This matrix $Q$ represents a rotation around origin by $X$. Then $Q^2$ represents two consecutive rotation which means a rotation by $2x$: $$ Q^2=\left[ \begin{array} {ll} \cos(2x)&-\sin(2x)\\ \sin(2x)&\cos(2x) \end{array} \right] $$ So $Q^2$ is not identity. However if you rotate back by $-x$ then you expect to go back to your original point. So the true inverse of $Q$ is: $$ Q^*=\left[ \begin{array} {ll} \cos(x)&\sin(x)\\ -\sin(x)&\cos(x) \end{array} \right] $$ which is indeed its transpose.

→ Entries provided
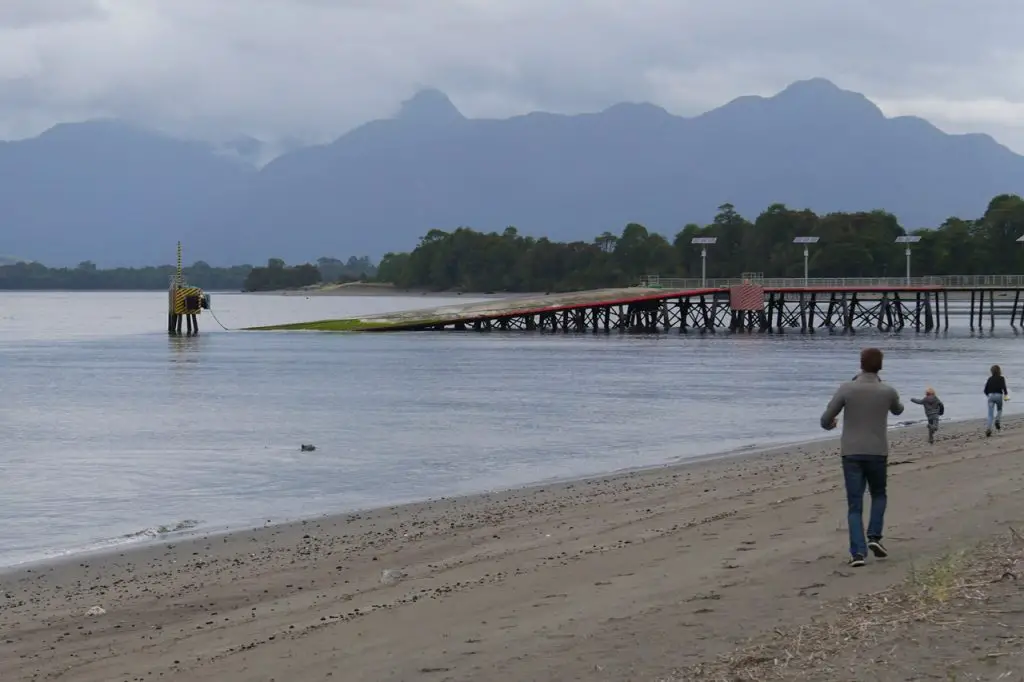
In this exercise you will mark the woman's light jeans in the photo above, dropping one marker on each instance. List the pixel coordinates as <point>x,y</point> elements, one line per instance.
<point>994,409</point>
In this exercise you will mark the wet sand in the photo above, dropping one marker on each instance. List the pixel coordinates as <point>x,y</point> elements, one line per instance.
<point>628,577</point>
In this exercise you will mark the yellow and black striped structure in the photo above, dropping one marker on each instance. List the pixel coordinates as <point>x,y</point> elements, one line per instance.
<point>183,302</point>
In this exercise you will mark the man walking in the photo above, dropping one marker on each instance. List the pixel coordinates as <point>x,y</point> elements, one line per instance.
<point>866,402</point>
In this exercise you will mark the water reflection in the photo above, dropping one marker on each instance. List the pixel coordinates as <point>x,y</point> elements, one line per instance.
<point>184,349</point>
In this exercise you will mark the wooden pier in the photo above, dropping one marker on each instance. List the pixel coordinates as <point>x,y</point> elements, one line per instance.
<point>750,304</point>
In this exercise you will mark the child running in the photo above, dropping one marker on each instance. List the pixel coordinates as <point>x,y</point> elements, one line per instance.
<point>933,410</point>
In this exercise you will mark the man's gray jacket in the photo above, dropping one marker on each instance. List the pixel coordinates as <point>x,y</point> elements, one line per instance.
<point>865,403</point>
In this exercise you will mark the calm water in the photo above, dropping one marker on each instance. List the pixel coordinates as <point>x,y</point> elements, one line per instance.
<point>117,433</point>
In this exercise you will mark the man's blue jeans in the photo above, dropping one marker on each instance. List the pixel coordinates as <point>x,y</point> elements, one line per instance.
<point>994,409</point>
<point>859,472</point>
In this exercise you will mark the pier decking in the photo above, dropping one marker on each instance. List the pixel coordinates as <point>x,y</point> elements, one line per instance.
<point>747,304</point>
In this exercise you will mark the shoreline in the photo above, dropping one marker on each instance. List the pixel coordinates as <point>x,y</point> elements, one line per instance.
<point>111,546</point>
<point>620,577</point>
<point>374,289</point>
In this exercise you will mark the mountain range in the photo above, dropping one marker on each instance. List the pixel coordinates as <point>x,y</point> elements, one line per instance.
<point>119,195</point>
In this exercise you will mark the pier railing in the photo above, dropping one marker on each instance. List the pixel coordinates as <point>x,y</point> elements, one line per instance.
<point>952,282</point>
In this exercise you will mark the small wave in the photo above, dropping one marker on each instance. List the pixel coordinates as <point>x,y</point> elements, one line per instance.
<point>160,530</point>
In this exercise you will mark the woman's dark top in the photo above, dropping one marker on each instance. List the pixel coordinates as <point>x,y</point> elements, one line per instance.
<point>996,385</point>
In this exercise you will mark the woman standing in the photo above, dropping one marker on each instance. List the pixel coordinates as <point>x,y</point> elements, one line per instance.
<point>995,390</point>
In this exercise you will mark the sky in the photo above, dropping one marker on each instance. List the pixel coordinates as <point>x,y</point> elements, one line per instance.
<point>313,69</point>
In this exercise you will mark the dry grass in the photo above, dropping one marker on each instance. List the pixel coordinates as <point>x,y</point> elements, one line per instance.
<point>943,595</point>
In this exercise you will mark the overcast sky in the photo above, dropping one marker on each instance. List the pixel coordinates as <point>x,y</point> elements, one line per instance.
<point>313,69</point>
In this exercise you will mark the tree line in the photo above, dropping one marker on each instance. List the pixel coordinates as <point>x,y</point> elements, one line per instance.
<point>851,245</point>
<point>86,276</point>
<point>276,274</point>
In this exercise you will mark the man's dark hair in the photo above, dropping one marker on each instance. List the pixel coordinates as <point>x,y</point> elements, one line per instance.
<point>870,360</point>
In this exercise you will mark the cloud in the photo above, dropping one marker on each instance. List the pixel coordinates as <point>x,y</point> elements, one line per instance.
<point>316,68</point>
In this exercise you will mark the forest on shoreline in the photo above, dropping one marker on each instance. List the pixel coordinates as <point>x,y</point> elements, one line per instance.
<point>851,245</point>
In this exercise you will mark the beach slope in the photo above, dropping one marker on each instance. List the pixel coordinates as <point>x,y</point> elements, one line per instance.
<point>632,577</point>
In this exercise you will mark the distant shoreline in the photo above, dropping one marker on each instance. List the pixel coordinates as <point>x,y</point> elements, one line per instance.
<point>375,289</point>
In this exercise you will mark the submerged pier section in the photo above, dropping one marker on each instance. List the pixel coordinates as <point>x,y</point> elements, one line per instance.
<point>749,304</point>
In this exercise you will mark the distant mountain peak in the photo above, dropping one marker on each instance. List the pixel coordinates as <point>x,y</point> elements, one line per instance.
<point>429,105</point>
<point>822,94</point>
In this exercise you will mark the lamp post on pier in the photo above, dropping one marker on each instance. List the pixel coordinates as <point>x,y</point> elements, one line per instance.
<point>807,242</point>
<point>908,240</point>
<point>705,242</point>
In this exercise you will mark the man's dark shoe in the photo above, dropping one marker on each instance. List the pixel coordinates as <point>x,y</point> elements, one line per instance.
<point>878,549</point>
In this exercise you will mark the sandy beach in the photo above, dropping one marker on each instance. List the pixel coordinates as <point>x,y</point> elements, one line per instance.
<point>640,576</point>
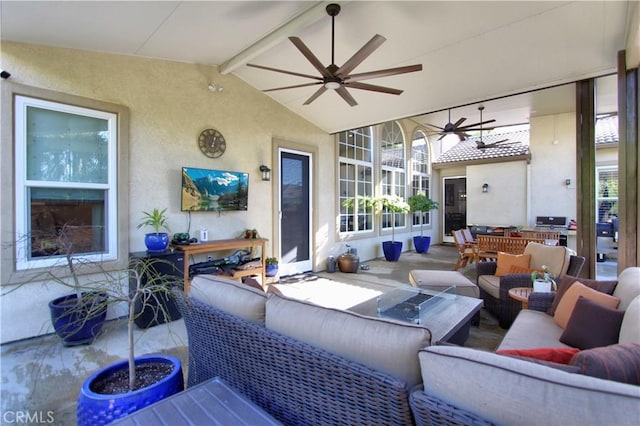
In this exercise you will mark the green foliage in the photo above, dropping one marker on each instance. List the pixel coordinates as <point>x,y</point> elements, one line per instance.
<point>157,220</point>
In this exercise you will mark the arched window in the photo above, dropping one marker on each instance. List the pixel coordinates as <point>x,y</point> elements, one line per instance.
<point>420,173</point>
<point>393,169</point>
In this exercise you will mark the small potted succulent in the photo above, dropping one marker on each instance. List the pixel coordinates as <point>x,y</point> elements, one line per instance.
<point>156,241</point>
<point>271,268</point>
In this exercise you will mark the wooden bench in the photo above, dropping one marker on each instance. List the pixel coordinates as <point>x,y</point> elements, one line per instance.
<point>489,245</point>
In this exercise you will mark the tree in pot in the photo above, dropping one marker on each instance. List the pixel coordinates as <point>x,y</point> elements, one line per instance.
<point>419,203</point>
<point>129,385</point>
<point>156,241</point>
<point>392,204</point>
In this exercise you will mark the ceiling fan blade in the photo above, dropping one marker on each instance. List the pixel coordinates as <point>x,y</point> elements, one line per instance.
<point>373,88</point>
<point>361,55</point>
<point>293,87</point>
<point>383,73</point>
<point>346,96</point>
<point>469,126</point>
<point>297,42</point>
<point>315,96</point>
<point>262,67</point>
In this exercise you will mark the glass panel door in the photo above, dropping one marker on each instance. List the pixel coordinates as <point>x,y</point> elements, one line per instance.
<point>295,212</point>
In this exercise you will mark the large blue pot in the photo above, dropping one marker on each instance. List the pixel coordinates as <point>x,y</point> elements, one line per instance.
<point>97,409</point>
<point>156,242</point>
<point>392,250</point>
<point>421,244</point>
<point>78,322</point>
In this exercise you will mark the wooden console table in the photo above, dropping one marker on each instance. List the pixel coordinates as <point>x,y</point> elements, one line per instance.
<point>222,245</point>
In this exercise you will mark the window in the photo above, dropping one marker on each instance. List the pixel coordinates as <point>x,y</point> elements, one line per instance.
<point>392,164</point>
<point>356,179</point>
<point>65,182</point>
<point>420,174</point>
<point>607,198</point>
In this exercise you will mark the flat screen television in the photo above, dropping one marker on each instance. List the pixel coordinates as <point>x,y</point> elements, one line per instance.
<point>213,190</point>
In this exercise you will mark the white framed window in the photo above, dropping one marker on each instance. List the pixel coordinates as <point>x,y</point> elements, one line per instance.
<point>393,170</point>
<point>420,174</point>
<point>65,176</point>
<point>355,166</point>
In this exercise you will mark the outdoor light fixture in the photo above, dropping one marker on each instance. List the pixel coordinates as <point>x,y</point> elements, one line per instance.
<point>266,172</point>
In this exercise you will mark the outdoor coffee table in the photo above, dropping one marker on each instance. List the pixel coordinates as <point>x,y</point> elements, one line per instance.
<point>448,320</point>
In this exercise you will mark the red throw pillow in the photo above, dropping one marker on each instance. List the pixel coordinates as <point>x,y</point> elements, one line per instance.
<point>557,355</point>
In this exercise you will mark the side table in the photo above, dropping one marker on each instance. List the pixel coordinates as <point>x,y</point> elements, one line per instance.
<point>521,294</point>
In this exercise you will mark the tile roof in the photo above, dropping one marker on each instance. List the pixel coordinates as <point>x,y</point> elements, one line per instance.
<point>607,130</point>
<point>467,150</point>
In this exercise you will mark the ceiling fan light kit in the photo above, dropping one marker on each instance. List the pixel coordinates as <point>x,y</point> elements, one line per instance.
<point>338,78</point>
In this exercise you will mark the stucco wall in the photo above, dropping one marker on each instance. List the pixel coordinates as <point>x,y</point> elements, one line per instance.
<point>169,106</point>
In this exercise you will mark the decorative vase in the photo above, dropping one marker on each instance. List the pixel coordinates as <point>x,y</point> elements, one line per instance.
<point>392,250</point>
<point>100,409</point>
<point>422,244</point>
<point>156,241</point>
<point>78,323</point>
<point>541,286</point>
<point>271,270</point>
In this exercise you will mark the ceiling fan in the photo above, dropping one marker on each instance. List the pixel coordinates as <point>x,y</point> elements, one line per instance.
<point>457,128</point>
<point>482,145</point>
<point>339,78</point>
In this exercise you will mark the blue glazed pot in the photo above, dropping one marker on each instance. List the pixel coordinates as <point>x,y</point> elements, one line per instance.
<point>97,409</point>
<point>78,323</point>
<point>421,244</point>
<point>156,242</point>
<point>392,250</point>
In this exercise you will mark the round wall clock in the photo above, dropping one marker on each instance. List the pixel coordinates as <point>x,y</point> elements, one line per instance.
<point>212,143</point>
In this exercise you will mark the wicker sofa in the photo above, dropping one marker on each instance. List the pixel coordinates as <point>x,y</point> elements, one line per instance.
<point>359,370</point>
<point>509,390</point>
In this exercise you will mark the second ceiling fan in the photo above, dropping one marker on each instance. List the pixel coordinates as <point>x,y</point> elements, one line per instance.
<point>339,78</point>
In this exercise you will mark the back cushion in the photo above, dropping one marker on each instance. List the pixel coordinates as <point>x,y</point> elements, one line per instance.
<point>555,257</point>
<point>385,345</point>
<point>230,296</point>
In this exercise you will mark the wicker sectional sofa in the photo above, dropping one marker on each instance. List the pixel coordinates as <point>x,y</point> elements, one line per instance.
<point>302,363</point>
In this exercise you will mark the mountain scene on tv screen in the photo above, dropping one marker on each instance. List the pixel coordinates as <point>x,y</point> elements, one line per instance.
<point>213,190</point>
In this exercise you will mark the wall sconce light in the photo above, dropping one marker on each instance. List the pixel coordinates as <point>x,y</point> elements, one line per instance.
<point>266,172</point>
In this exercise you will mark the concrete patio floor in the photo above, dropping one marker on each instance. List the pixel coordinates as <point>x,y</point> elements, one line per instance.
<point>40,378</point>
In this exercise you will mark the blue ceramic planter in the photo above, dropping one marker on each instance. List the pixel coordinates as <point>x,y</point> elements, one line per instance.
<point>156,242</point>
<point>78,323</point>
<point>97,409</point>
<point>392,250</point>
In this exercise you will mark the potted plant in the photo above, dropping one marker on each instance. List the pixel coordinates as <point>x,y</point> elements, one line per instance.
<point>129,385</point>
<point>271,266</point>
<point>156,241</point>
<point>419,203</point>
<point>393,204</point>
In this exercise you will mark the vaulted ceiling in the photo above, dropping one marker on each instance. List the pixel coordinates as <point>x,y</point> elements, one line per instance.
<point>471,51</point>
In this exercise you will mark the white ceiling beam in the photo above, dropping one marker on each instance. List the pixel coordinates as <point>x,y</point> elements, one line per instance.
<point>311,15</point>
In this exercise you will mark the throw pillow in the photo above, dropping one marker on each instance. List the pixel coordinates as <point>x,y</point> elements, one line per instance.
<point>567,281</point>
<point>557,355</point>
<point>506,261</point>
<point>568,301</point>
<point>619,362</point>
<point>592,325</point>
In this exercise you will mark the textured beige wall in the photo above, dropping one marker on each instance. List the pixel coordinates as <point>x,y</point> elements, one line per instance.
<point>170,105</point>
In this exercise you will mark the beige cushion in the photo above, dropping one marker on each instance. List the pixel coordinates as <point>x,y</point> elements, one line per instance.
<point>509,391</point>
<point>385,345</point>
<point>230,296</point>
<point>555,257</point>
<point>630,328</point>
<point>506,261</point>
<point>568,301</point>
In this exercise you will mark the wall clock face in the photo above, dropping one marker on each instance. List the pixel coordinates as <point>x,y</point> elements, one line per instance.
<point>212,143</point>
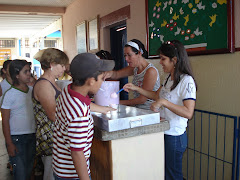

→ Your tasks
a. Can you echo the rotation text from "This matrix $Q$" to "indeed its transpose."?
b. Why, according to the rotation text, is $Q^2$ not the identity?
c. In the rotation text, what is the true inverse of $Q$ indeed equal to?
The rows come from a different source than the rotation text.

→ Solution list
a.
This matrix $Q$ represents a rotation around origin by $X$. Then $Q^2$ represents two consecutive rotation which means a rotation by $2x$: $$ Q^2=\left[ \begin{array} {ll} \cos(2x)&-\sin(2x)\\ \sin(2x)&\cos(2x) \end{array} \right] $$ So $Q^2$ is not identity. However if you rotate back by $-x$ then you expect to go back to your original point. So the true inverse of $Q$ is: $$ Q^*=\left[ \begin{array} {ll} \cos(x)&\sin(x)\\ -\sin(x)&\cos(x) \end{array} \right] $$ which is indeed its transpose.

b. $Q^2$ represents two consecutive rotations, which means a rotation by $2x$ rather than a return to the starting point. So it is not the identity.

c. Its transpose.